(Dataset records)

-- Opening Marker --

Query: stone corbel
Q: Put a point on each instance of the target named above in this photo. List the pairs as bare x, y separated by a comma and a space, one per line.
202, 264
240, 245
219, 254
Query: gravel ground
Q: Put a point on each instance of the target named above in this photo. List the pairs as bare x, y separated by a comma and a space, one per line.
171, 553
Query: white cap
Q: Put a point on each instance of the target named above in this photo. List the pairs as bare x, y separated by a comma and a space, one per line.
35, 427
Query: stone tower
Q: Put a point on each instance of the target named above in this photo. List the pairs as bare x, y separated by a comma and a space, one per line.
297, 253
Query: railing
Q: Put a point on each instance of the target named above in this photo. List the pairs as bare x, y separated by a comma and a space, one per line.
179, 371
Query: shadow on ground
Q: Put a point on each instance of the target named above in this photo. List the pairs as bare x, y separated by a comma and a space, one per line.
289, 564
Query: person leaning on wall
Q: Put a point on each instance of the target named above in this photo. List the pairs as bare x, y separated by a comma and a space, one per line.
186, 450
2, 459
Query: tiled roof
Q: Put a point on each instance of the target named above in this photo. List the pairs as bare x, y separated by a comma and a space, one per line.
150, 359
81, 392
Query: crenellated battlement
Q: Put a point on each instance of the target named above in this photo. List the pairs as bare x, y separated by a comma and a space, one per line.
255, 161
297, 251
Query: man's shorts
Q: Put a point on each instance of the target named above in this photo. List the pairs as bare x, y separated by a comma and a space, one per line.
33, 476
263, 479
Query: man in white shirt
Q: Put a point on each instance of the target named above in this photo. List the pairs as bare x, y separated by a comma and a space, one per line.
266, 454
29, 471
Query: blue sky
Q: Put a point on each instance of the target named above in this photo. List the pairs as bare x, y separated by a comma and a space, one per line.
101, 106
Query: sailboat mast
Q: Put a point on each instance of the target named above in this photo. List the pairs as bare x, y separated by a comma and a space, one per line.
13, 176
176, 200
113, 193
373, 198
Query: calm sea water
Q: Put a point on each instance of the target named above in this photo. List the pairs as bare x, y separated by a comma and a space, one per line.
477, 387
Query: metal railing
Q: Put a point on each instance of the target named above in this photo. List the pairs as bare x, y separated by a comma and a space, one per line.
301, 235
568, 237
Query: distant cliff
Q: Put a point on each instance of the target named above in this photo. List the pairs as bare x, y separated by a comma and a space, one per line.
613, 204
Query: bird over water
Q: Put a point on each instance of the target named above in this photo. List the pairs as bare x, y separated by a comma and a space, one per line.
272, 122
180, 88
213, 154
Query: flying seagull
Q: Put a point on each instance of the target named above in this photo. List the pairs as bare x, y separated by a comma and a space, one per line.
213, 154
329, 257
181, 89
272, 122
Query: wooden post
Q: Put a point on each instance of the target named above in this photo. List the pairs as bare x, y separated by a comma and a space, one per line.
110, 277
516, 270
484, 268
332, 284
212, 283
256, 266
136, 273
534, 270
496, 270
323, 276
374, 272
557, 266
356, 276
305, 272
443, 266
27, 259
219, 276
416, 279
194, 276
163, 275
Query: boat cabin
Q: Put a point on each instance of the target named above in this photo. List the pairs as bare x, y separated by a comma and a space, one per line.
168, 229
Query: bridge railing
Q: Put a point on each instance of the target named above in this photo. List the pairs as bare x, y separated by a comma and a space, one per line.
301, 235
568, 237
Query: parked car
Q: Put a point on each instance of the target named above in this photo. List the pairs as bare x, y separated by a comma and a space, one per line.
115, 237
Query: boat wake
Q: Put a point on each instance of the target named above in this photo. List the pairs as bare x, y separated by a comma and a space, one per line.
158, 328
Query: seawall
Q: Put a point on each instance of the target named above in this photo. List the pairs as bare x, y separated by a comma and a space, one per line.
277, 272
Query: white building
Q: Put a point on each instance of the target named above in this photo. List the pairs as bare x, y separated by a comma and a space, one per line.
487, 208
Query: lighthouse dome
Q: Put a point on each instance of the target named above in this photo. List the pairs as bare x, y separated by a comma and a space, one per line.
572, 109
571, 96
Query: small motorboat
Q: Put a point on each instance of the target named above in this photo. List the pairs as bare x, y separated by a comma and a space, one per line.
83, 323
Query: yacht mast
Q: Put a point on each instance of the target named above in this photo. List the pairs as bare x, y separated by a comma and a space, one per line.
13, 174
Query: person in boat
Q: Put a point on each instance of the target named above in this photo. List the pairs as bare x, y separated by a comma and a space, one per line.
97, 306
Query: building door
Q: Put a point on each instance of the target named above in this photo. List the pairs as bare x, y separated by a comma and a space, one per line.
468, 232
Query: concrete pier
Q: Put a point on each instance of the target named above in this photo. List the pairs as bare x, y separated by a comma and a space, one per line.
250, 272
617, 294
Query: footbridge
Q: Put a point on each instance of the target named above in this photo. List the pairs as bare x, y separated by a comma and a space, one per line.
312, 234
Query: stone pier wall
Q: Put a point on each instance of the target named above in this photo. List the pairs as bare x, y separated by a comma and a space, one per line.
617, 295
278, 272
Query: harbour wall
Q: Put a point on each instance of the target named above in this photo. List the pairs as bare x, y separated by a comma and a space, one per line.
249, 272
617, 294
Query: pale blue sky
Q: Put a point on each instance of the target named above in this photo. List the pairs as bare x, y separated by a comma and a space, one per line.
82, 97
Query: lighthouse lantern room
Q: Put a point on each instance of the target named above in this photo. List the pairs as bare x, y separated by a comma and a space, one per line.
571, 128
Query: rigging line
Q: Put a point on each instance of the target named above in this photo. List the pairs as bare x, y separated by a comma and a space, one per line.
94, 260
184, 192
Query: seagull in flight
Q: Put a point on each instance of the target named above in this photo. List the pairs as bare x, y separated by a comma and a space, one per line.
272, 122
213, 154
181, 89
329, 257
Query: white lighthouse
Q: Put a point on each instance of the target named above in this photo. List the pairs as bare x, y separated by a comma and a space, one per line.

-- Closing Marker --

### Problem requirements
Find the string "mast" in the entries above. Copy each line where it occurs.

### Finished task
Query: sailboat mast
Query: yacht mast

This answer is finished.